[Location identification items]
— Start —

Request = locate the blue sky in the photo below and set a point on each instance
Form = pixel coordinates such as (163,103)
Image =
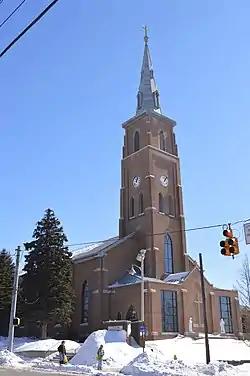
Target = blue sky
(69,83)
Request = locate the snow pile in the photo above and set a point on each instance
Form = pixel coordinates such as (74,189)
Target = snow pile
(47,345)
(117,351)
(151,364)
(8,359)
(191,351)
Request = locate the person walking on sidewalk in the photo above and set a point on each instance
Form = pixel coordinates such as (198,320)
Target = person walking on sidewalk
(62,353)
(100,355)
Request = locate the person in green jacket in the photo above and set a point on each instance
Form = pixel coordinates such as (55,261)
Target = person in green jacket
(99,357)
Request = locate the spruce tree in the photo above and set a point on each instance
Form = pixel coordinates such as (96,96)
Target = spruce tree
(48,279)
(6,283)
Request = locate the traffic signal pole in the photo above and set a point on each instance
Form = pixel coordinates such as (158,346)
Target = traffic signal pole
(14,302)
(204,309)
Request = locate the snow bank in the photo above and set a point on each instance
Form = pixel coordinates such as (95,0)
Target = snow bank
(117,351)
(8,359)
(191,351)
(150,364)
(47,345)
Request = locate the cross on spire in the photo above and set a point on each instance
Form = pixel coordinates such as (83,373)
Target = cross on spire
(148,96)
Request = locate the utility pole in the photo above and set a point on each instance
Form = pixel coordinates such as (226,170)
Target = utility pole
(14,301)
(204,310)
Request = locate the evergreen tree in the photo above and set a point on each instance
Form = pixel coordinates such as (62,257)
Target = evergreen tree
(48,278)
(6,282)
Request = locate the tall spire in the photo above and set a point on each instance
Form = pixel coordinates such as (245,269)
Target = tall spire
(148,96)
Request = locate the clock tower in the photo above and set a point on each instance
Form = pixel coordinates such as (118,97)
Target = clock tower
(151,192)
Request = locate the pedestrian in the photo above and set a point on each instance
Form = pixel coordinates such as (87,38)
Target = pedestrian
(100,355)
(62,353)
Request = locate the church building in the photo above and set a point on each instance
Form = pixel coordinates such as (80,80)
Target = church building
(151,241)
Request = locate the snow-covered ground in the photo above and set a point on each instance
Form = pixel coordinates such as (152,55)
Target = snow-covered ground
(157,360)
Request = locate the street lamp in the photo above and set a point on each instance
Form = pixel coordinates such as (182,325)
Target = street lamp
(141,257)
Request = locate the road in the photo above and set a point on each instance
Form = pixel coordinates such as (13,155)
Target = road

— End —

## WHAT TO WORK ON
Reproduce every one of the records above word for word, but leave out the pictures.

## RESULT OF THIS EXERCISE
Request = locate the blue sky in the photo below and set a point on each instance
Form = pixel coordinates such as (163,103)
Image =
Target = blue sky
(69,83)
Request = locate the snow pile in the photo above and set a point on each instance
Form = pixel coordinates such as (74,189)
Target = snow pile
(47,345)
(117,351)
(151,364)
(8,359)
(191,351)
Request = locate the person walking on sidewalk in the photo above and set a point on each instance
Form = pixel coordinates such as (198,320)
Target = person walking on sidewalk
(62,353)
(100,355)
Request = locate the person in green jacket in the photo above and set a point on each instance
Form = pixel coordinates such as (55,261)
Target = person in green jacket
(99,357)
Request = locate the spruce tree in the photo above and set a point on each instance
Form = pixel coordinates such as (96,96)
Target = spruce tree
(48,279)
(6,283)
Request = locate the traffic signal pole in the photo above and set a point on each instance
Form = pixel coordinates such as (158,346)
Target = traffic signal pole
(14,302)
(204,309)
Request = locate the snow bank in the photo above and set a point on each instance
Form = pixel coordinates such as (95,0)
Target = snow bank
(117,351)
(8,359)
(191,351)
(150,364)
(47,345)
Request = locate the cross on spire in the photo above and set a point on each instance
Form = pixel coordinates such as (83,373)
Target = cross on spire
(148,96)
Request = locate the utility pole in the photo above and set a point on each instance
Form = pixel coordinates such as (226,170)
Target = utility pole
(14,301)
(204,310)
Request = locate the evergreen tree in the photo above and set a point on each instance
Form = pixel coordinates such as (62,257)
Target = evergreen tree
(48,278)
(6,282)
Request = locate the tall spire in the photo above and set a point on each instance
Form = pixel coordinates such as (245,269)
Target = tall spire
(148,96)
Request = locate the clock tower in the photo above and set a point on each instance
Form = pixel coordinates such as (118,97)
Target = clock tower
(151,192)
Request = locate the pedestrian in the photo above and set a point on each instance
Form = pixel coordinates such as (87,38)
Target = pedestrian
(100,355)
(62,353)
Request = locate the church building in the photo above and set a point on each instance
Form = pixel coordinates such as (80,80)
Target = church building
(151,241)
Request = locate the snow-covered ground in the photo above and set a point on each instance
Form = pixel coordinates such as (152,55)
Target = snow-covered ground
(157,360)
Request = locate the street lamp in the photo above and set a point on each instance
Form = pixel coordinates such as (182,325)
Target = street lamp
(141,257)
Request = locate the road in the photo above and set a point on each instance
Form = pixel coordinates such as (13,155)
Target = road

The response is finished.